*** Opening of DATA ***
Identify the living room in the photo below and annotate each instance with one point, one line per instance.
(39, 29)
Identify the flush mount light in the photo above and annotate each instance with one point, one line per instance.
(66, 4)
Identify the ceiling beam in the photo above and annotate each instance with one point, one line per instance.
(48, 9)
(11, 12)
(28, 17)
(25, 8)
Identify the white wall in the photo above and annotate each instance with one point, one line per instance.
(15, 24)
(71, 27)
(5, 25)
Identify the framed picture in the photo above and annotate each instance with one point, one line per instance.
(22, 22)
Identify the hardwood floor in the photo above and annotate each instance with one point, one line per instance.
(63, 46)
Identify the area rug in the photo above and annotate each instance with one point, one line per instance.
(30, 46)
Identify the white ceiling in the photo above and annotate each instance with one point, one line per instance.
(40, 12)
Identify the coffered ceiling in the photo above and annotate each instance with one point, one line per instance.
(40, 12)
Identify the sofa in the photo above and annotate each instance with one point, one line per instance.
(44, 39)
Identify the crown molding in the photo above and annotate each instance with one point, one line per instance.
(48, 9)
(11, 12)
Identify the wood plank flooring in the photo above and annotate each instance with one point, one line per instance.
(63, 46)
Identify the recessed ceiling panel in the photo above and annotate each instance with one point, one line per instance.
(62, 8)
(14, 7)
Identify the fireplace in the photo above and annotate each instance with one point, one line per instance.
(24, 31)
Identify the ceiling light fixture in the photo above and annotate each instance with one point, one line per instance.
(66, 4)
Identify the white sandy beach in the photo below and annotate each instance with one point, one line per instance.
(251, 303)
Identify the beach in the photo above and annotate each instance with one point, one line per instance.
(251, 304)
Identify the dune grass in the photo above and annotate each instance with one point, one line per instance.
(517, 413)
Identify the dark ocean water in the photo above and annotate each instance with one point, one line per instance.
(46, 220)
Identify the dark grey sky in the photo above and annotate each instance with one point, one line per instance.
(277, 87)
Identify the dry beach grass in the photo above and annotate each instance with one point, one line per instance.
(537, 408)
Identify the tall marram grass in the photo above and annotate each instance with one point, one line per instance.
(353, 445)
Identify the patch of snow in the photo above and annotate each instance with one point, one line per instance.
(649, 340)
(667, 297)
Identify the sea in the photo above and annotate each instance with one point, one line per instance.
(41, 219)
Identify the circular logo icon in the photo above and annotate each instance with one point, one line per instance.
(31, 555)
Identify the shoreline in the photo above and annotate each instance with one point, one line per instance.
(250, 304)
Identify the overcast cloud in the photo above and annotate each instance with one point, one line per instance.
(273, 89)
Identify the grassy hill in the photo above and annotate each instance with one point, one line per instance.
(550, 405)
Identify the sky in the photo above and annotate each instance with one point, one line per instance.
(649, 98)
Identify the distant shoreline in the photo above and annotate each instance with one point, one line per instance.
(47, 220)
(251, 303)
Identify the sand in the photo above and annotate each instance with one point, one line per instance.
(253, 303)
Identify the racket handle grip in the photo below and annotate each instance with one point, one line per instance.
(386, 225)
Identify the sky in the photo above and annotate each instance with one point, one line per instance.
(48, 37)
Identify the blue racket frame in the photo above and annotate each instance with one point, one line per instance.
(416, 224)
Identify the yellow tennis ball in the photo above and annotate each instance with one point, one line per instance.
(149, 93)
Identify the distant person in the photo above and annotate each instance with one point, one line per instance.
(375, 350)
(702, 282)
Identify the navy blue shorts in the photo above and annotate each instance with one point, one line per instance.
*** Close of DATA ***
*TASK DESCRIPTION*. An exact repeat of the lines from the one containing "Identify the blue" through the final line of the entries is the whole answer.

*WORKED SOLUTION*.
Identify the blue racket frame in the photo above and annotate each instance with one point, one line per instance.
(416, 224)
Identify the yellow tennis ball in the photo above and annotate each instance with one point, one line per instance.
(149, 93)
Identify the distant person in the photo above and annotate each instance with one point, one line per instance.
(375, 350)
(702, 282)
Identify the navy blue shorts in the photo above and annotate each instance with one point, one line per instance.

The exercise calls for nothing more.